# What to produce
Copy the entries below word for word, starting at the line that contains "the white background" and ending at the last line of the entries.
———
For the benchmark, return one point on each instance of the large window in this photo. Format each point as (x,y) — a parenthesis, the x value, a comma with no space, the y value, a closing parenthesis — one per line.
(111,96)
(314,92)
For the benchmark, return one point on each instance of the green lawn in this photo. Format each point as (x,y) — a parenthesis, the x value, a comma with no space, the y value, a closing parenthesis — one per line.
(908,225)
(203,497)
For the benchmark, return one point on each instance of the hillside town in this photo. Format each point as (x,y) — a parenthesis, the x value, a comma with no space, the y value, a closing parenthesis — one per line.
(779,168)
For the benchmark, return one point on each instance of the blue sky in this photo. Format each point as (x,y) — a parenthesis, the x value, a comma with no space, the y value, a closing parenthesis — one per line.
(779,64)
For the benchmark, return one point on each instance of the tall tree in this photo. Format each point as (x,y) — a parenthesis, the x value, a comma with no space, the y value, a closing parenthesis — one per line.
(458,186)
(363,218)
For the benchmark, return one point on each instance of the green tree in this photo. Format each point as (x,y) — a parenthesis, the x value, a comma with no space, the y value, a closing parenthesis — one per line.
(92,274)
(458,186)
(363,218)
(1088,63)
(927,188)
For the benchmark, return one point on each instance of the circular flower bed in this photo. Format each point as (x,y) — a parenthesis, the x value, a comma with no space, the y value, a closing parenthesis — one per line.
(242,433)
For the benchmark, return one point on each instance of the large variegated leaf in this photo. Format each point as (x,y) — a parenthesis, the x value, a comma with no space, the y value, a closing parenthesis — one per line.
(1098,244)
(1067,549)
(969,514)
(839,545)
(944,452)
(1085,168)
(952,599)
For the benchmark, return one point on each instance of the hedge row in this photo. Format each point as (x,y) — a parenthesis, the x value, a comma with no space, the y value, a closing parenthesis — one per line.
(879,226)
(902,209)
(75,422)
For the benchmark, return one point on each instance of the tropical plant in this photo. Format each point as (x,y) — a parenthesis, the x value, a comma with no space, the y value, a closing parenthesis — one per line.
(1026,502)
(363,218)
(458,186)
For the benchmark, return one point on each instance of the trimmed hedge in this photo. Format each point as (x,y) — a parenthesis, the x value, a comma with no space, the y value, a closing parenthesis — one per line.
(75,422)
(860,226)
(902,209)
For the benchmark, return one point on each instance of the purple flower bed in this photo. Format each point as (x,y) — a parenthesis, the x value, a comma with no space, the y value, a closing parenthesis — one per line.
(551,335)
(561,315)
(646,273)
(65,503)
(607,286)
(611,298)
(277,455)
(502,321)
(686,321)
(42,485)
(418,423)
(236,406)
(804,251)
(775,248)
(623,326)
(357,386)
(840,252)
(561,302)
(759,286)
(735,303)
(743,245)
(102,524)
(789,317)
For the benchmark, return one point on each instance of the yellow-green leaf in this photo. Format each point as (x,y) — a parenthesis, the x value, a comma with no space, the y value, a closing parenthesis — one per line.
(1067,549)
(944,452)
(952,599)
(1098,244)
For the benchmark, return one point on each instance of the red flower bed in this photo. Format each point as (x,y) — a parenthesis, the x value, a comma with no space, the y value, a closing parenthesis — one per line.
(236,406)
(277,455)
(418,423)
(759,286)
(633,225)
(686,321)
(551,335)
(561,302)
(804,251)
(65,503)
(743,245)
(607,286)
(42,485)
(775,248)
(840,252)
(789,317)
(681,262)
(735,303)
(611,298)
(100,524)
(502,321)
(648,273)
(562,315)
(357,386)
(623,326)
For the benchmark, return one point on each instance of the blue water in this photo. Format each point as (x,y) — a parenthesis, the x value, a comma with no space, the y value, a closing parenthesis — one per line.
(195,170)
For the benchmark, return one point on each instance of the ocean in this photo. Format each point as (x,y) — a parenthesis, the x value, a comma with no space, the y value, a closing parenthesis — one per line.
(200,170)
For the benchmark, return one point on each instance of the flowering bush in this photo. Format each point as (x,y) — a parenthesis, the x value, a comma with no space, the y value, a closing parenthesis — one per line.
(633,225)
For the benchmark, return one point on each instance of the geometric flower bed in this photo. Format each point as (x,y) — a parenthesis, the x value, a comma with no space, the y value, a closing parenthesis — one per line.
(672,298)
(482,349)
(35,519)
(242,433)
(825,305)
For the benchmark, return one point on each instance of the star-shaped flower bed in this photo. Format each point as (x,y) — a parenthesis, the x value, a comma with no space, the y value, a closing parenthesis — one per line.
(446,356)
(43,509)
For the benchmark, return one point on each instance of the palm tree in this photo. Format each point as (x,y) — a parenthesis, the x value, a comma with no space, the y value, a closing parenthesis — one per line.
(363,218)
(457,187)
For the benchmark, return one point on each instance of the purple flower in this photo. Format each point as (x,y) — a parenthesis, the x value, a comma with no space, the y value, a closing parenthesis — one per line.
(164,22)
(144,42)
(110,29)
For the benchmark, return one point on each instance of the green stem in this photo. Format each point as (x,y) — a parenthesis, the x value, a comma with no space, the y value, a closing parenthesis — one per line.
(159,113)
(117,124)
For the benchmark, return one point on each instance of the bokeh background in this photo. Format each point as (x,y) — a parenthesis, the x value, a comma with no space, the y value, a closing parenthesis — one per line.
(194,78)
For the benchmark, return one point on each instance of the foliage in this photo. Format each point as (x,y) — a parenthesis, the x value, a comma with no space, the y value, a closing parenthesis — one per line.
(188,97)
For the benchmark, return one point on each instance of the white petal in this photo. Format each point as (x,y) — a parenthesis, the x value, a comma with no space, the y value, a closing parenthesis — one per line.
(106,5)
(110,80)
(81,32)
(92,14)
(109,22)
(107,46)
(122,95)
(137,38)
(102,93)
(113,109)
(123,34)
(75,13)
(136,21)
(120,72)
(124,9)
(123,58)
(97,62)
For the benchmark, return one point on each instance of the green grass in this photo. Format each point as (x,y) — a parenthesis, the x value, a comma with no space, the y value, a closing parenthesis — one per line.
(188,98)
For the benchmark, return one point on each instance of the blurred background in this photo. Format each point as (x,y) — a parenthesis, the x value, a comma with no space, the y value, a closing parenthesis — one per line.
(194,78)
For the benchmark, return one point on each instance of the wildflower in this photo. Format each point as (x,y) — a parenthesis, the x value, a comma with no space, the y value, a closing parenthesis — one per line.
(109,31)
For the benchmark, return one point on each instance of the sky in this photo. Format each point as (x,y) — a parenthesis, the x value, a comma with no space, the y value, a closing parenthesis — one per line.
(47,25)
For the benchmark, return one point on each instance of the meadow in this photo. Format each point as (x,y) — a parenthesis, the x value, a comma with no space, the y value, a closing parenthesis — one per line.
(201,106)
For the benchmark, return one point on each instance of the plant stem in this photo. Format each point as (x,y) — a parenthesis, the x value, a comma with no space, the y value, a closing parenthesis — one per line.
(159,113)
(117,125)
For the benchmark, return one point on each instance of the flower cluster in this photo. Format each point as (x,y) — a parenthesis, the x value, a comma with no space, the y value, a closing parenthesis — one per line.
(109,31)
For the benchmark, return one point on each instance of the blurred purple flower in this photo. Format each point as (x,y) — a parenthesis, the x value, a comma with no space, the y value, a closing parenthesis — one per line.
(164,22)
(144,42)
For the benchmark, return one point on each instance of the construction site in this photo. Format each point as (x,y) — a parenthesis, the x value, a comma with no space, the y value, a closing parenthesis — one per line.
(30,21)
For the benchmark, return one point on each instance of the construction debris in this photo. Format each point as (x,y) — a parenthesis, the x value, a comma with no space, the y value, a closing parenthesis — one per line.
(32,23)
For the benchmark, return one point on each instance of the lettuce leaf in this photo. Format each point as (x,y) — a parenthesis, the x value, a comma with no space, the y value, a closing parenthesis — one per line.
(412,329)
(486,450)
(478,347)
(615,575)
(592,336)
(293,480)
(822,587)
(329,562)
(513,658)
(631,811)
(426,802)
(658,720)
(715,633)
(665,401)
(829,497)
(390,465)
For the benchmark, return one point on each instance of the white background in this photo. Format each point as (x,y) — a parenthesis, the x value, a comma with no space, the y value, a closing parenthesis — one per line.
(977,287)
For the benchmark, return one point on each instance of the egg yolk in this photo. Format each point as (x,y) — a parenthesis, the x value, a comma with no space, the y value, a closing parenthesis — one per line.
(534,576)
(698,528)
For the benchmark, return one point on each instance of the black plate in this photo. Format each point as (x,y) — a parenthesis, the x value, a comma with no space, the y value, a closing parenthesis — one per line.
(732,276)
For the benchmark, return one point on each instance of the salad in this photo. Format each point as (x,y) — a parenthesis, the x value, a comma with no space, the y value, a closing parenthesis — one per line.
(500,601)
———
# Written solution
For the benchmark, return one point on each instance of the white background in this photo. Format each point as (x,y) — a parenthesis, the x value, a comma with no space, the y value, a closing parenthesis — one per line.
(977,287)
For the benchmark, return one point on each instance of the egg yolk in this photo. Format each point as (x,y) — a parenthesis, the x value, a comma with no space, the y value, a closing parenthesis — one per line.
(534,576)
(698,528)
For the benchmark, return one point on each instance of the black plate in this photo. Format each point as (x,y) — a parenthesis, the x value, a comma with no space, the y value, a closing parenthesis — one per line.
(732,276)
For the benchmark, return one point on each instance of the salad in this photo. Format each point as (x,y) — a parenthesis, the x value, a comma with no space, the y value, a closing parenthesis — one per line.
(500,601)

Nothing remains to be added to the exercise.